## [Exercise requirements]
Every line of the data must be retyped exactly as it stands.

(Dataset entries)
========================================
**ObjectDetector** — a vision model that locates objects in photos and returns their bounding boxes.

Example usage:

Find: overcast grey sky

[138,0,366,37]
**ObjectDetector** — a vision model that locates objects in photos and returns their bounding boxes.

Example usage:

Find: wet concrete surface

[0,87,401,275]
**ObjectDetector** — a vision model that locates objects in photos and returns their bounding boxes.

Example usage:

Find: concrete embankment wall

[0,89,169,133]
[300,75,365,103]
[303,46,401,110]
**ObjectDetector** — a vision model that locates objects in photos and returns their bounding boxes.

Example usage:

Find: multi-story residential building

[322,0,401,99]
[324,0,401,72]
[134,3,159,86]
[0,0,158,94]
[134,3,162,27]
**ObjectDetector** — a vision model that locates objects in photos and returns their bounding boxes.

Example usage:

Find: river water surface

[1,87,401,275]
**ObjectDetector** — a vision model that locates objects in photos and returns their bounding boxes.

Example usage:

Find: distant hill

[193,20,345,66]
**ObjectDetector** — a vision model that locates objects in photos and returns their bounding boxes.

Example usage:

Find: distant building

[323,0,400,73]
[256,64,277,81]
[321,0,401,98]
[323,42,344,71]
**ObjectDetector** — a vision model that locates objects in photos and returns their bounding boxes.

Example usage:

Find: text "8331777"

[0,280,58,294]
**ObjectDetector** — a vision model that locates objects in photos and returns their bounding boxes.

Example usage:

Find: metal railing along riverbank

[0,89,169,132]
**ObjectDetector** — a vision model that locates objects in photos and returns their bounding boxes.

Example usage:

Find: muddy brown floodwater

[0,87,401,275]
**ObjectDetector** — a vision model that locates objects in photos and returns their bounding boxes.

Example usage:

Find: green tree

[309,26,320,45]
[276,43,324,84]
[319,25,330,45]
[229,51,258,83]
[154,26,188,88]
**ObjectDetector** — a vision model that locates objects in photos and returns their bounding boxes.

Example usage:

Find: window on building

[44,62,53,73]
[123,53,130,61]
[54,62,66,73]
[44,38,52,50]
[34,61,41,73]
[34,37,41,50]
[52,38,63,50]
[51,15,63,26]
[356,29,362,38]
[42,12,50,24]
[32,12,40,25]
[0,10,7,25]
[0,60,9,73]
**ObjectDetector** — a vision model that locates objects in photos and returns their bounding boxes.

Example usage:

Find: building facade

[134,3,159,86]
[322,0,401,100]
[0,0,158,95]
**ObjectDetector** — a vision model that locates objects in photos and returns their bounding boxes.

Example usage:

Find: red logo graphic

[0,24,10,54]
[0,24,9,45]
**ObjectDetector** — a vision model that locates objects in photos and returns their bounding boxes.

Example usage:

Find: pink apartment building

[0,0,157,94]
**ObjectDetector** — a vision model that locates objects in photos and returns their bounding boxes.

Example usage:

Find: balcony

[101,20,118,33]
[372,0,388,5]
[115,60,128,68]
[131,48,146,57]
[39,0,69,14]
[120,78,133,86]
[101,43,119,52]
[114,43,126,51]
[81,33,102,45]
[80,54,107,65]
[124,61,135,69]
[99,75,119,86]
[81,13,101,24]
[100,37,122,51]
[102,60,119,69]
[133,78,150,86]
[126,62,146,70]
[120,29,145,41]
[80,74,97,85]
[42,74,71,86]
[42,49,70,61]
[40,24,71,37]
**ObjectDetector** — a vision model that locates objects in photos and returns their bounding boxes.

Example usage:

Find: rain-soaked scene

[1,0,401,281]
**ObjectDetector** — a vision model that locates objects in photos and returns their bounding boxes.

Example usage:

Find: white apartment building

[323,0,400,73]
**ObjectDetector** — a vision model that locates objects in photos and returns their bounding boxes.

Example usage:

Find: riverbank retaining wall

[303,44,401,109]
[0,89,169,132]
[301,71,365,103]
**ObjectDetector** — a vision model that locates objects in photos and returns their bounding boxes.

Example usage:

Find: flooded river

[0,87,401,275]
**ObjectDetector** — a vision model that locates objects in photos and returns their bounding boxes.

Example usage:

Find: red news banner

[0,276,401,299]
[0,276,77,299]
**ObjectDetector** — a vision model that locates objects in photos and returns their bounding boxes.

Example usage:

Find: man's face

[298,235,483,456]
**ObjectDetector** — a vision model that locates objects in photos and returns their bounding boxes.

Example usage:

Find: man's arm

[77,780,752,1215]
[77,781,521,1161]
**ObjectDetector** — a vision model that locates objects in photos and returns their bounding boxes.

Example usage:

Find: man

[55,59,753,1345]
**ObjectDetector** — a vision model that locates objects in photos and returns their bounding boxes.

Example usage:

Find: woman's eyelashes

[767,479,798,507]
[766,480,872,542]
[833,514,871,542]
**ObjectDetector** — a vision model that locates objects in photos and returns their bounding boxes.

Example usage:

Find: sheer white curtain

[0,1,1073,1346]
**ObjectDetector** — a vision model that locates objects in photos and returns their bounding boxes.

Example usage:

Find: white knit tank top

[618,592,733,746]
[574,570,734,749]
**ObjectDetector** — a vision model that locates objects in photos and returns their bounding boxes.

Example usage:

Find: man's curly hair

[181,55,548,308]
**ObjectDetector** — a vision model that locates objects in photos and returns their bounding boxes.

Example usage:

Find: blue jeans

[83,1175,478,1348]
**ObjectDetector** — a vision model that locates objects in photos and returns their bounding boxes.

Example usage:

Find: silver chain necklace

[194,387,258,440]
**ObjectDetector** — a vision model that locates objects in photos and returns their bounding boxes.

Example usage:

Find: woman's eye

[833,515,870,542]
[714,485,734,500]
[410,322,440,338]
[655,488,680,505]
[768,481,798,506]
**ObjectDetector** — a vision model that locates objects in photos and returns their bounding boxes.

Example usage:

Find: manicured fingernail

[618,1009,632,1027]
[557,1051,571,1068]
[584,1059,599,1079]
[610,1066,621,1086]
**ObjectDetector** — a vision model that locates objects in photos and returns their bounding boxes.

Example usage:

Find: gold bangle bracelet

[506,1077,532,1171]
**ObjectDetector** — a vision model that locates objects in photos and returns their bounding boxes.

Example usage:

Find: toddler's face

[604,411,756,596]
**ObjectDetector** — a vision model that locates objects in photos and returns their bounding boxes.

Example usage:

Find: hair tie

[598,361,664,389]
========================================
## [Answer to the problem]
**ObjectDetector** — a vision model that locates objects in photos and returns their bounding boxes.

Example usage:

Find: overcast grey sky

[138,0,366,37]
**ObjectDetector** — a vision model that locates objects in photos and returns their bounding boxes.

Example usage:

Find: wet concrete surface

[0,87,401,275]
**ObjectDetector** — a vision model that locates objects in photos and returns their bounding boxes.

Example usage:

Find: concrete embankment wall

[0,89,169,133]
[300,75,365,103]
[303,46,401,110]
**ObjectDetector** — a vision model that locates objects in photos and returns their bounding boxes.

Example usage:

Find: multi-story residential building

[322,0,401,99]
[324,0,401,72]
[134,3,159,86]
[0,0,158,94]
[134,3,162,27]
**ObjectDetector** — a vision model that locates objects in photos and returns their bounding boxes.

Example usage:

Find: river water surface

[1,87,401,275]
**ObjectDetector** — a vision model that locates objects in photos and returns their bounding boxes.

Example usage:

Find: distant hill

[193,20,345,66]
**ObjectDetector** — a vision model that locates objects in photos and returns their bounding boxes.

Example usage:

Find: distant building

[323,0,400,73]
[256,64,277,81]
[321,0,401,98]
[323,42,344,71]
**ObjectDetector** — a vision model that locates objects in photos and returns their bounding boxes.

Example usage:

Find: text "8331777"

[0,280,58,294]
**ObjectDetector** — a vision model that locates objects in photos and returns their bounding boxes.

Example usage:

Find: metal railing along riverbank

[0,89,169,132]
**ObjectDetector** — a vision model that locates objects in photos and returns their bounding boxes.

Example usage:

Find: muddy brown floodwater

[0,87,401,275]
**ObjectDetector** — a vision model that locates objects in photos and returns their bounding boxes.

Example usage:

Find: green tree

[309,26,320,45]
[276,43,324,84]
[319,25,330,45]
[229,51,258,83]
[154,26,188,88]
**ObjectDetector** — a vision model that locates objects in photos and returns their bounding boxes.

Example usage:

Find: window on building

[44,62,53,73]
[123,53,130,61]
[54,62,66,73]
[44,38,52,50]
[34,61,41,73]
[34,37,41,50]
[52,38,63,50]
[51,15,63,26]
[356,29,362,38]
[42,12,50,24]
[32,12,40,25]
[0,10,7,25]
[0,60,9,73]
**ObjectDetector** — a vision model that locates objects in photos and returns their bounding boxes.

Example usage:

Find: building facade

[134,3,159,86]
[322,0,401,100]
[0,0,158,95]
**ObjectDetector** — a vision model that locates objects in photos and returns their bounding boxes.

Example usage:

Find: red logo graphic

[0,24,10,54]
[0,24,9,45]
**ObjectDetector** — a vision model that locates objects in photos and returns their bounding boxes.

Example usage:

Find: pink apartment building

[0,0,157,94]
**ObjectDetector** — a vision model that locates objects in photos and returns their bounding boxes.

Example usage:

Find: balcony

[101,20,118,33]
[372,0,388,5]
[115,60,128,68]
[131,48,146,57]
[39,0,69,14]
[120,78,133,86]
[101,43,119,52]
[114,43,126,51]
[81,33,102,45]
[80,54,107,65]
[124,61,135,69]
[99,75,119,86]
[81,13,101,24]
[100,37,122,51]
[102,60,119,69]
[133,78,150,86]
[126,62,146,70]
[120,29,145,41]
[80,74,97,85]
[42,74,71,86]
[42,49,70,61]
[40,24,71,37]
**ObjectDetector** — a vision model that locates objects in photos and returns their bounding boxes.

Example usage:

Find: rain-soaked scene

[1,0,401,281]
**ObjectDetector** — a vision model that locates objects in photos and returns their bounding boxes.

Example usage:

Find: white apartment building

[323,0,400,73]
**ObjectDetector** — a vision model that locates objects in photos and returns their bounding boxes.

Example usage:

Find: riverbank retaining wall

[303,44,401,109]
[0,89,169,132]
[301,71,365,103]
**ObjectDetector** — a vision model that locates objects in photos and returns their bounding boxes.

Example usage:

Find: flooded river

[0,87,401,275]
**ObjectDetector** — a vision model that locates objects in photos and returns their bounding boxes.

Example usage:

Find: red news banner

[0,276,401,299]
[0,276,77,299]
**ObjectDetector** — a vision model that locates objects in photos and returns their bounding boxes.

Example usage:

Find: man's face

[298,235,483,456]
**ObjectDetector** — a vision model that locates objects in photos and returns their bounding boxes.

Example usage:

Find: man's arm

[77,780,752,1215]
[77,781,521,1161]
**ObjectDetector** — a vision model that locates objects in photos and returns their bounding boxes.

Example usage:

Find: man

[55,59,753,1345]
**ObjectDetector** — a vision model that locates objects in photos and returns their bounding boxes.

Example usage:

Find: woman's eyelashes

[767,479,798,507]
[766,480,872,542]
[833,514,871,542]
**ObjectDetector** — a vision model that locates objects in photos and returns their bounding boxes.

Example usage:

Find: sheer white curtain

[0,1,1073,1346]
**ObjectDetector** — a vision model that locates objects in photos and returns their bounding boxes.

Example usage:

Find: white knit tank top

[618,592,733,746]
[574,570,734,749]
**ObjectDetector** — a vision model that locates objects in photos and returns their bounding boxes.

Example usage:

Find: man's curly hair

[181,55,548,308]
**ObjectDetector** — a vision model that locates objects in photos and returns their bounding boxes.

Example usage:

Find: blue jeans

[83,1175,478,1348]
**ObjectDetector** — a vision model that locates objects in photos and returns their bounding boxes.

Example usage:

Find: silver chain necklace

[194,387,258,440]
**ObjectDetector** — a vision model that locates objects in photos and returns their bounding boxes.

Example usage:

Find: woman's eye

[833,515,870,542]
[714,485,734,500]
[410,322,440,338]
[655,488,680,505]
[768,481,798,506]
**ObjectDetector** — a vision model that locates objects in photos and returns their bounding boxes.

Example usage:

Find: manicured fingernail

[618,1009,632,1027]
[557,1051,571,1068]
[584,1059,599,1079]
[610,1066,621,1086]
**ObjectDetector** — a vision model that locates objects in photos and returns their bounding boxes.

Example usage:

Find: gold bangle bracelet

[506,1077,532,1171]
**ObjectDetector** — a vision model that locates objects in photos and returns their bounding boxes.

Example usage:

Find: toddler's face

[604,411,756,596]
**ObjectDetector** — a vision model that locates objects in photos and returns their bounding boxes.

Example usage:

Find: hair tie

[598,361,664,389]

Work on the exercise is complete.